**DATA:**

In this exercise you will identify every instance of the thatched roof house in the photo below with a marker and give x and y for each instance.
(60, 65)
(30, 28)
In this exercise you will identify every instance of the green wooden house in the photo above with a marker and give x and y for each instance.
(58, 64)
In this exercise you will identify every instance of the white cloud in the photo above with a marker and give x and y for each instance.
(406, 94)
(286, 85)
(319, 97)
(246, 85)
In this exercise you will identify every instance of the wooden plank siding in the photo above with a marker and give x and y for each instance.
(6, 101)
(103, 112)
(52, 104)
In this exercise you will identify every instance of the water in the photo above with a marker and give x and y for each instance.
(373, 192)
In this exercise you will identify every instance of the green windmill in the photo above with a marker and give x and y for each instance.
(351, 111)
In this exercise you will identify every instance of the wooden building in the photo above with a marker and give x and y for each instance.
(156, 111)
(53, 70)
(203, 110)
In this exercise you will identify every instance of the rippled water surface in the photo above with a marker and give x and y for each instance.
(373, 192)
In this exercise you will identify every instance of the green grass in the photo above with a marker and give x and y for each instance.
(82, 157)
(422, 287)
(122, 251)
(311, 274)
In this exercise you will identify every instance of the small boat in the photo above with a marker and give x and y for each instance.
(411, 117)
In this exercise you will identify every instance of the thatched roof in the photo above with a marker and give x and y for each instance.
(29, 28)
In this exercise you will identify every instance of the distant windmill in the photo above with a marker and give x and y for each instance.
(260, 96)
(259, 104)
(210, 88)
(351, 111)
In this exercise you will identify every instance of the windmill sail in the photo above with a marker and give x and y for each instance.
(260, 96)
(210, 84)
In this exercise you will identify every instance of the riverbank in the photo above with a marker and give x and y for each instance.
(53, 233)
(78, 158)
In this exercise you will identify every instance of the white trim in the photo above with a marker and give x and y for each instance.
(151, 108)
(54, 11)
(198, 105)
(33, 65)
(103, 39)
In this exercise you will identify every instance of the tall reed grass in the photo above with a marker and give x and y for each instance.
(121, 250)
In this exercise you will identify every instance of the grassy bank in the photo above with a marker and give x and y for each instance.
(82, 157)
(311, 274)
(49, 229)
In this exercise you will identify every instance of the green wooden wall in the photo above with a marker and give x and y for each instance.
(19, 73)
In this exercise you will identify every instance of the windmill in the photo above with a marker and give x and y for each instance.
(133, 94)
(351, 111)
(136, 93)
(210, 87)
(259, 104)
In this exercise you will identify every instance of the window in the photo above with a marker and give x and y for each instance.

**TASK GOAL:**
Reproduce the stretch from the line containing "the windmill sail" through the end of the records, requests included. Scale every coordinate in the answers by 1.8 and round each to a whole number, with halves rounded up.

**THE OUTPUT:**
In this exercise you will identify every instance of the windmill sail in the photo above with a marker and give x and y for each instance.
(468, 173)
(378, 151)
In this exercise you will identify every instance of the riverbank in the photo above with a marker and give x and y for each instance.
(95, 419)
(140, 284)
In this exercise you will identify every instance of the white trim in the photo above with a marker and give x and y for each instance.
(272, 194)
(97, 20)
(356, 189)
(59, 117)
(185, 70)
In this exercise you will identify every instance of the tall reed grass in the photo above with a marker and give x and y for each instance.
(218, 450)
In this exercise you will identify every instance of the grassy bank in the photo above with a marker and give x and y for each instance.
(148, 283)
(560, 493)
(88, 412)
In this exercise you will identify every instance of the green wooden wall in the photo above with a marker and give x and y for each instance.
(34, 131)
In this exercise you will identify every instance of the windmill in the photo above with a marker and give x and y for each instance.
(239, 169)
(632, 200)
(245, 167)
(378, 157)
(466, 187)
In this exercise you will identify every instance of the window in the photo above with a marker and give x and y for each instance.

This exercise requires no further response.